## PROBLEM STATEMENT
Render every line of the items below as a JSON list of strings, one string per line and no blank lines. Leave the pictures out.

-- START --

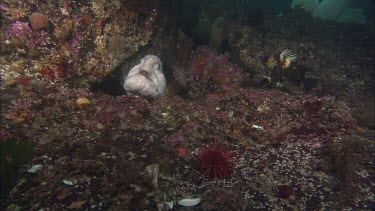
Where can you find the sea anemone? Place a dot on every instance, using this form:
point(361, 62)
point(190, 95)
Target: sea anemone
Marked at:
point(287, 57)
point(215, 161)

-- END --

## TASK OUTPUT
[
  "Where can you find the sea anemone? Place a dot on every instance, using this form:",
  "point(361, 62)",
  "point(190, 95)",
  "Target: sea anemone",
  "Marked at:",
  "point(287, 57)",
  "point(215, 161)"
]